## THE PROBLEM
For the material below, the expected output is exactly the lines between the line holding "Query: tree" and the line holding "Query: tall tree", inclusive, with pictures left out.

## EXERCISE MATERIAL
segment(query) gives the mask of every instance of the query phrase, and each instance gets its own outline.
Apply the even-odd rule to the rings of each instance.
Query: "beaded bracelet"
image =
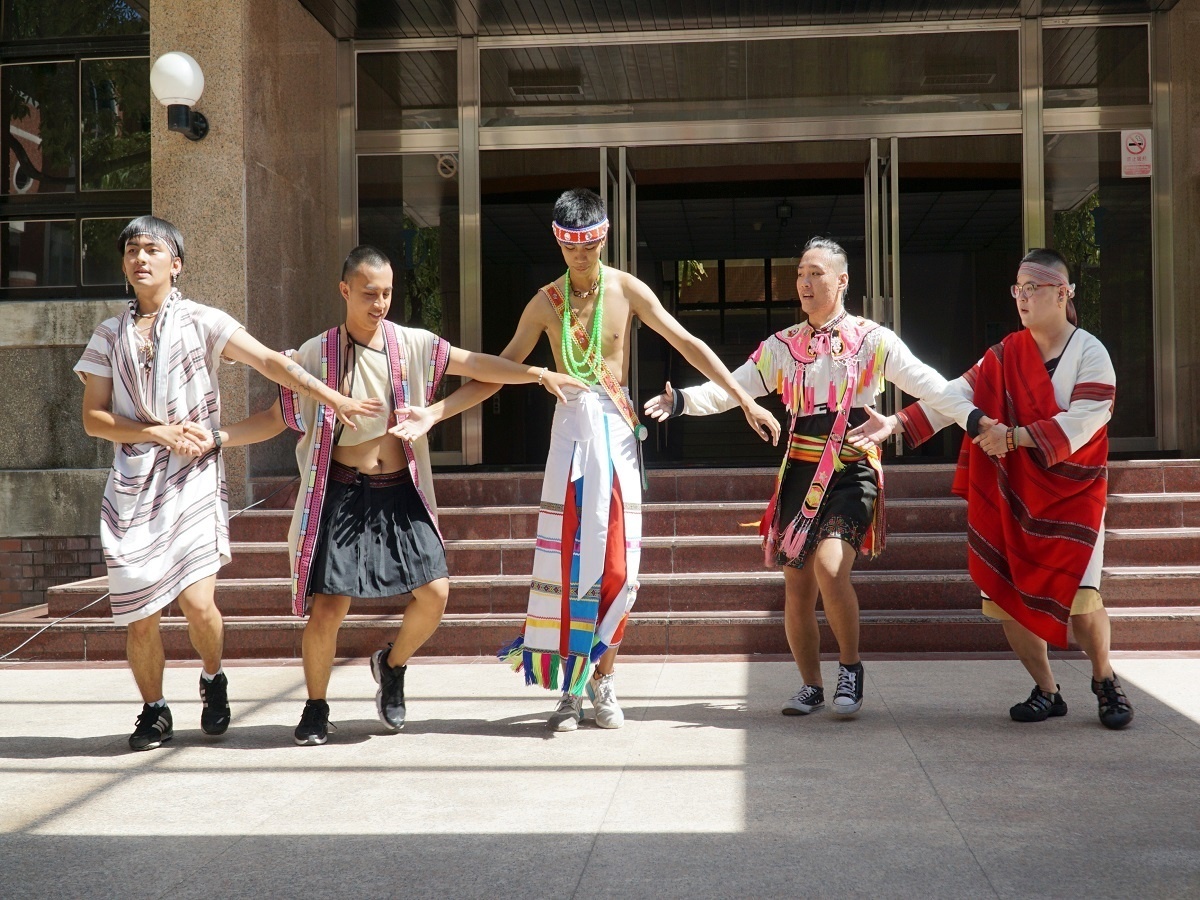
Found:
--
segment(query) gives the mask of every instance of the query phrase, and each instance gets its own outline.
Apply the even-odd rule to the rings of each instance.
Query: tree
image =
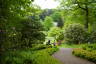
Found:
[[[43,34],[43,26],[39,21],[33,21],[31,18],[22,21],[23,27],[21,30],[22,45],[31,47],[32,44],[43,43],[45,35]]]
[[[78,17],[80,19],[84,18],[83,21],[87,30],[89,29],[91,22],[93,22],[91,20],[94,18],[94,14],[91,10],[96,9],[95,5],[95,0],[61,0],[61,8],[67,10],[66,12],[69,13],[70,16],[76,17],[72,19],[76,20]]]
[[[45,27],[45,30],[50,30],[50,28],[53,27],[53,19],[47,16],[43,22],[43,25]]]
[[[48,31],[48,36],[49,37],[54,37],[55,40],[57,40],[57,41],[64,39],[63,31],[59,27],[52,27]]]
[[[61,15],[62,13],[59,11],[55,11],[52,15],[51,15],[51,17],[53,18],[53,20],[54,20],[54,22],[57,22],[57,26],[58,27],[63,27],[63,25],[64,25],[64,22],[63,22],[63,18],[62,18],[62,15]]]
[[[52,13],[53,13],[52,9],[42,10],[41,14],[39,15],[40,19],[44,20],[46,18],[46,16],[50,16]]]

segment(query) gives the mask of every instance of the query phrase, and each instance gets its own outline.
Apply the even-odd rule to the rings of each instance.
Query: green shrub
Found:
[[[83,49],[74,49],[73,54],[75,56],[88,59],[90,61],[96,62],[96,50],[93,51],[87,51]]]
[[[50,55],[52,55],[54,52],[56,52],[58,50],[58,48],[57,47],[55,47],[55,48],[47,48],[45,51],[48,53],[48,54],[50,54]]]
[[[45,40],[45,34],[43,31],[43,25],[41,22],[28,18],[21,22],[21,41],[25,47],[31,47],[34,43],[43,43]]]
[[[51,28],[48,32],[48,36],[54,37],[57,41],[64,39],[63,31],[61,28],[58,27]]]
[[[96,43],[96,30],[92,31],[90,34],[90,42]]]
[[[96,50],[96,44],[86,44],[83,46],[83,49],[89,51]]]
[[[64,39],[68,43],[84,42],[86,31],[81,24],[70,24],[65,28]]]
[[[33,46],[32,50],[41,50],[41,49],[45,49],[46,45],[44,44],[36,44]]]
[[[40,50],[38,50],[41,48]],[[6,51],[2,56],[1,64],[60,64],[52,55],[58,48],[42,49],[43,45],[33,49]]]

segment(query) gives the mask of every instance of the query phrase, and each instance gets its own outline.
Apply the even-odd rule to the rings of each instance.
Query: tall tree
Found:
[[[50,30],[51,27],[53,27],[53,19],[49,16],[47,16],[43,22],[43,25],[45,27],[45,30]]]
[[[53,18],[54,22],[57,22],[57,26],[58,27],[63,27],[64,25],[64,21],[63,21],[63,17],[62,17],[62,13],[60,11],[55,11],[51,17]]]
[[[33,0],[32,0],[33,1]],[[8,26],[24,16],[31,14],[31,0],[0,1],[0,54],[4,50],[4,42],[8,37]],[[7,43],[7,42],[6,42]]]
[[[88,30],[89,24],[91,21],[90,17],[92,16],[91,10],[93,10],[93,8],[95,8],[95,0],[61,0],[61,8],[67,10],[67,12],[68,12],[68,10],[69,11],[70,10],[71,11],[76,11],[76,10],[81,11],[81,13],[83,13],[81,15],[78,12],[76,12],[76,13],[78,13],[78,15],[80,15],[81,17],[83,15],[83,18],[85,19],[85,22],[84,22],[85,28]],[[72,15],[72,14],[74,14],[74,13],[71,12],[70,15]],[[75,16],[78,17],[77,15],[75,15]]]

## ANSWER TO THE EXERCISE
Query: tree
image =
Found:
[[[43,34],[43,26],[39,21],[33,21],[31,18],[22,21],[23,27],[21,30],[22,45],[31,47],[32,44],[43,43],[45,35]]]
[[[78,17],[80,19],[84,18],[83,21],[87,30],[89,29],[91,22],[93,22],[91,20],[94,18],[94,14],[91,10],[96,9],[95,5],[95,0],[61,0],[61,8],[67,10],[66,12],[69,13],[70,16],[76,17],[72,19],[76,20]]]
[[[45,27],[45,30],[50,30],[50,28],[53,27],[53,19],[47,16],[43,22],[43,25]]]
[[[48,31],[48,36],[49,37],[54,37],[55,40],[57,40],[57,41],[64,39],[63,31],[59,27],[52,27]]]
[[[61,15],[62,13],[59,11],[55,11],[52,15],[51,15],[51,17],[53,18],[53,20],[54,20],[54,22],[57,22],[57,26],[58,27],[63,27],[63,25],[64,25],[64,22],[63,22],[63,18],[62,18],[62,15]]]
[[[52,13],[53,13],[52,9],[42,10],[41,14],[39,15],[40,19],[44,20],[46,18],[46,16],[50,16]]]

segment(query) gives the mask of every instance of the query phrase, and each instance gets its own outline.
Apply the even-odd rule to the rings of each instance.
Query: green shrub
Found:
[[[83,49],[74,49],[73,54],[75,56],[88,59],[90,61],[96,62],[96,50],[93,51],[87,51]]]
[[[50,55],[52,55],[54,52],[56,52],[58,50],[58,48],[57,47],[55,47],[55,48],[47,48],[45,51],[48,53],[48,54],[50,54]]]
[[[45,40],[45,34],[43,31],[43,25],[41,22],[28,18],[21,22],[21,41],[25,47],[31,47],[34,43],[43,43]]]
[[[51,28],[48,32],[48,36],[54,37],[57,41],[64,39],[63,31],[61,28],[58,27]]]
[[[96,43],[96,30],[92,31],[90,34],[90,42]]]
[[[96,50],[96,44],[86,44],[83,46],[83,49],[89,51]]]
[[[64,39],[68,43],[84,42],[86,31],[81,24],[70,24],[65,28]]]
[[[33,46],[32,50],[41,50],[41,49],[45,49],[46,45],[44,44],[36,44]]]
[[[40,50],[38,50],[41,48]],[[6,51],[2,56],[1,64],[60,64],[52,55],[58,48],[42,49],[43,45],[33,49]]]

segment(query) gives the mask of every instance of the query phrase, and each instance gets its own outline.
Apply the even-odd rule to the rings of each instance.
Query: tall tree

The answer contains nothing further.